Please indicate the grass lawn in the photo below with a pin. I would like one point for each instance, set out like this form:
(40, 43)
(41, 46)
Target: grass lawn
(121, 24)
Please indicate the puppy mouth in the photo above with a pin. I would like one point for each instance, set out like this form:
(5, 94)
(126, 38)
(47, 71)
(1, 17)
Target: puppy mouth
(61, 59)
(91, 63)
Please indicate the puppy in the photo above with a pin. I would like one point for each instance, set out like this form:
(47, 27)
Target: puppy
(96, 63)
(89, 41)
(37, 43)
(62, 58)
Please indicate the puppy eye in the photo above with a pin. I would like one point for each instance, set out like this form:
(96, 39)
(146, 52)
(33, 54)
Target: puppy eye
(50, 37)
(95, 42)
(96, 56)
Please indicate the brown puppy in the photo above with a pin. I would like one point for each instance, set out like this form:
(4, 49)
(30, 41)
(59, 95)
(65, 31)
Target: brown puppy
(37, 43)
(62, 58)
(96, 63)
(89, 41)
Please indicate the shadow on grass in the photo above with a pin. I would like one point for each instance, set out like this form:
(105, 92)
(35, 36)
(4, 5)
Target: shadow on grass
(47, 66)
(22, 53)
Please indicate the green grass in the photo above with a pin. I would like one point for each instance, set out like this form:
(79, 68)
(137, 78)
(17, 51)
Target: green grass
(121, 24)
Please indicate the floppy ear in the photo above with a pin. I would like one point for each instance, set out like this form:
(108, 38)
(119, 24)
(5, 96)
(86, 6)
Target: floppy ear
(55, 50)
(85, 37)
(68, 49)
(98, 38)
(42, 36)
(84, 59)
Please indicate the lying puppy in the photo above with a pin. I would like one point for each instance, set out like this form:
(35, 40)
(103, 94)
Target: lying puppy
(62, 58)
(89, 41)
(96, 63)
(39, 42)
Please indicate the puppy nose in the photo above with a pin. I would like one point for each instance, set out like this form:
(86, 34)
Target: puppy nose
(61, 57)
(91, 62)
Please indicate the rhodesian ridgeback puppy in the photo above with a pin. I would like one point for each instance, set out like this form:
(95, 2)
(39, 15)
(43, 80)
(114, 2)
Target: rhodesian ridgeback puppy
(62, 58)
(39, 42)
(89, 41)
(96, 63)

▸ Task goal
Set down the whole of the material, exactly.

▸ Reply to the exercise
Please indicate the grass lawn in the photo below with a pin. I would like one point for each instance, set out like this form:
(40, 43)
(41, 46)
Target: grass lawn
(121, 24)
Please indicate the puppy mouth in the photo above with a pin. I would like one point for each instance, set out like this form:
(5, 94)
(126, 38)
(47, 71)
(1, 17)
Target: puppy mouth
(61, 59)
(91, 63)
Please indicate the puppy in the photo above with a pin. I would like one point for each instance, set out like this form:
(47, 27)
Target: puppy
(96, 63)
(89, 41)
(37, 43)
(62, 58)
Please indicate the puppy eye in the photo above with a pin. I would like one point for each instance, set out like this form:
(96, 39)
(146, 52)
(33, 54)
Target: puppy eye
(50, 37)
(95, 42)
(96, 56)
Please indicate the brown puppy in the photo above with a pin. I would like one point for each instance, set out like this form:
(4, 49)
(30, 41)
(59, 95)
(65, 31)
Target: brown puppy
(37, 43)
(62, 58)
(96, 63)
(89, 41)
Please indicate the shadow on grass in the photo above with a pin. I would like one point for each instance, set out like this form:
(105, 92)
(35, 36)
(4, 5)
Target: shadow on grass
(47, 66)
(22, 53)
Please indicate the green grass in the photo above with a pin. I would like one point for each instance, set out like this form:
(79, 68)
(137, 78)
(17, 51)
Target: green grass
(121, 24)
Please indicate the floppy ear in the photo above with a pin. I would like one point for each instance, set out like this form:
(108, 38)
(119, 24)
(5, 96)
(86, 6)
Target: floppy ear
(55, 50)
(85, 37)
(68, 49)
(98, 38)
(42, 36)
(84, 59)
Please indicate the lying puppy in the photo above with a pin. I would like one point for each instance, set out like this form:
(35, 40)
(103, 94)
Target: lying puppy
(62, 58)
(89, 41)
(96, 63)
(39, 42)
Please indicate the puppy nose in the photo above with a pin. I would like one point for each instance, set out like this form:
(86, 34)
Target: puppy nose
(61, 57)
(91, 62)
Please indicate the rhodesian ridgeback puppy in the photo above with a pin. I would like one point for each instance, set out like this form:
(95, 2)
(39, 15)
(43, 80)
(114, 2)
Target: rhodesian ridgeback puppy
(62, 58)
(39, 42)
(89, 41)
(96, 63)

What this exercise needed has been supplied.